__TEXT SECTION__
((
The Galois group of the ray class field is the group of fractional ideals relatively prime to $\mathfrak p$ modulo the principal ideals with generators $1$ mod $\mathfrak p$. This naturally maps to the class group, and the kernel consists of principal ideals, and is hence isomorphic to $(\mathcal O_K/\mathfrak p)^\times / \mathcal O_K^\times$. The ramification group at $\mathfrak p$ in the abelianization of the Galois group is $\mathcal O_{K_p}^\times$, and the maps is $\mathcal O_{K_p}^\times \to (\mathcal O_K/\mathfrak p)^\times / \mathcal O_K^\times$ is the obvious projection factoring through $(\mathcal O_K/\mathfrak p)^\times$.

Hence the ramification group of the extension is isomorphic to $(\mathcal O_K/\mathfrak p)^\times / \mathcal O_K^\times $ and is entirely tame - there are no higher ramification groups.

$\mathfrak p$ is ramified if and only if the natural map $ \mathcal O_K^\times \to (\mathcal O_K/\mathfrak p)^\times$ is not surjective.
))
__MATERIAL SUPPLIED__
((
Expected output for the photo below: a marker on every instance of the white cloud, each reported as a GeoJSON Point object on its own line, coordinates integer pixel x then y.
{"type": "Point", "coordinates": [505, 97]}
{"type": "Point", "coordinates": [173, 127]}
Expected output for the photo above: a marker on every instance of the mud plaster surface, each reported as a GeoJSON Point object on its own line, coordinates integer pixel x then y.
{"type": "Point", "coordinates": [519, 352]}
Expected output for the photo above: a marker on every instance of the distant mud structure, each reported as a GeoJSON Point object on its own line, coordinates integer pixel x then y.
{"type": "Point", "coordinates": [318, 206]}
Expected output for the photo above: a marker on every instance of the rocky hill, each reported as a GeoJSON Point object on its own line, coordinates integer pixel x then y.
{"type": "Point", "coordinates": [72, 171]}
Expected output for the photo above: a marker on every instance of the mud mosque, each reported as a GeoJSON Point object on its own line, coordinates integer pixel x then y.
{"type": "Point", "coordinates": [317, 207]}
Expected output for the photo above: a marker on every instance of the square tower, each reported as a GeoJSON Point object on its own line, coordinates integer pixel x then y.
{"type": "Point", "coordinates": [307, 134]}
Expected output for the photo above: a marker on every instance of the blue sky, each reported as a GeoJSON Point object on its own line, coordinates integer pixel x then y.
))
__THE TASKS__
a - Answer these questions about the ray class field text, giving each answer on its own line marked the same way:
(i) What is the ramification group at $\mathfrak p$ in the abelianization of the Galois group?
(ii) Which higher ramification groups does the extension have?
(iii) Under what condition is $\mathfrak p$ ramified?
b - In one to three sentences, explain why the ray class field text says the kernel of the map from the Galois group to the class group is isomorphic to $(\mathcal O_K/\mathfrak p)^\times / \mathcal O_K^\times$.

__ANSWERS__
a -
(i) $\mathcal O_{K_p}^\times$.
(ii) None, because the ramification group is entirely tame.
(iii) $\mathfrak p$ is ramified exactly when the natural map $\mathcal O_K^\times \to (\mathcal O_K/\mathfrak p)^\times$ is not surjective.

b - The kernel is made up of principal ideals. The text gives this as the reason the kernel is isomorphic to $(\mathcal O_K/\mathfrak p)^\times / \mathcal O_K^\times$.